Steady Cam

L'evento

Il mondo ci sta abituando ad una percezione sempre più frammentata.
Non siamo più abituati a vedere la realtà come uno flusso continuo.

Lontano dagli stimoli non-stop dei social network, posando lo sguardo su qualcosa di semplice e gratificante, a volte vorrei non dover sbattere le palpebre per non interrompere la piacevolezza di una percezione continua e senza interruzioni.

E’ in quel momento che sento il corpo venire dolcemente ravvivato da quella che sembra un’energia, un senso di realtà che mi nutre in maniera delicata ma via via sempre più vivificante ed intensa.
Nella contemplazione ci nutriamo delle impressioni che emergono da un’attenzione posata sufficientemente a lungo sul soggetto che ispira in noi sensazioni, impressioni e sentimenti che vanno oltre il consueto.

Comunque è certamente più facile stare in presenza contemplando un bel panorama naturale sul terrazzo di casa che facendo a calci e pugni durante una scazzottata al bar in stile Bud Spencer & Terence Hill…!

|---|

Nel brano sulla contemplazione, in quale situazione si dice che è certamente più facile stare in presenza?

Righe di dati:

|---|

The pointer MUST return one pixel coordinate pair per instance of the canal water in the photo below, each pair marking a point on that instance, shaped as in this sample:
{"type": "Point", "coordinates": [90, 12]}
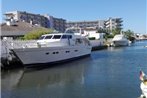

|---|

Risposta completa:
Contemplando un bel panorama naturale sul terrazzo di casa, piuttosto che facendo a calci e pugni durante una scazzottata al bar.